#### Supplied entries
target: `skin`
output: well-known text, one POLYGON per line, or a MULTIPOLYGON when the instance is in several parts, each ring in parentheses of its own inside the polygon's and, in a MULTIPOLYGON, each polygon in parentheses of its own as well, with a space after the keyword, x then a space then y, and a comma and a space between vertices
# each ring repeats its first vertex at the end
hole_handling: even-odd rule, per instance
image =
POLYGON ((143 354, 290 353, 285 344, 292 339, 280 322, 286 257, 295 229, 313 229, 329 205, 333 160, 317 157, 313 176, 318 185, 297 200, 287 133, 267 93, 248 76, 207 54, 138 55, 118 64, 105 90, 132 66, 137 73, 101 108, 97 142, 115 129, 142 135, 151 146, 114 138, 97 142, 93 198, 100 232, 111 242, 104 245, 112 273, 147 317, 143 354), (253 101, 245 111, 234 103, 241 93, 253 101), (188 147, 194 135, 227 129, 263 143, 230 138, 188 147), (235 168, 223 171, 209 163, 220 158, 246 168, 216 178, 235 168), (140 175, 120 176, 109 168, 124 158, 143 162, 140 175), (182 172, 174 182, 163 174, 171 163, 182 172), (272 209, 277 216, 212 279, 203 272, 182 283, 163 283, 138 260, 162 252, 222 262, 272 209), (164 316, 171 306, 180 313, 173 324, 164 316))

#### Your objective
Please copy every line of the records above character for character, leaving nothing out and changing nothing.

#### Full solution
target: `skin`
output: well-known text, one POLYGON per line, or a MULTIPOLYGON when the instance is in several parts, each ring in parentheses of its own inside the polygon's and, in a MULTIPOLYGON, each polygon in parentheses of its own as well, with a space after the keyword, x then a space then y, and a comma and a space between vertices
# each ring repeats its first vertex at the end
hole_handling: even-odd rule, per instance
image =
POLYGON ((143 354, 290 353, 285 344, 292 339, 280 322, 286 257, 295 229, 313 229, 329 205, 333 160, 317 157, 313 176, 318 185, 297 200, 287 133, 267 93, 248 76, 207 54, 138 55, 118 64, 105 90, 132 66, 137 73, 101 108, 97 142, 115 129, 142 135, 151 146, 114 138, 97 142, 93 198, 100 232, 111 242, 104 245, 112 273, 147 317, 143 354), (253 101, 245 111, 234 103, 241 93, 253 101), (188 147, 194 135, 227 129, 263 143, 230 138, 188 147), (235 168, 223 171, 209 163, 220 158, 246 168, 216 178, 235 168), (140 175, 120 176, 109 168, 124 158, 143 162, 140 175), (182 172, 174 182, 163 174, 171 163, 182 172), (272 209, 277 216, 212 279, 203 272, 182 283, 163 283, 138 260, 162 252, 222 262, 272 209), (164 316, 171 306, 180 313, 173 324, 164 316))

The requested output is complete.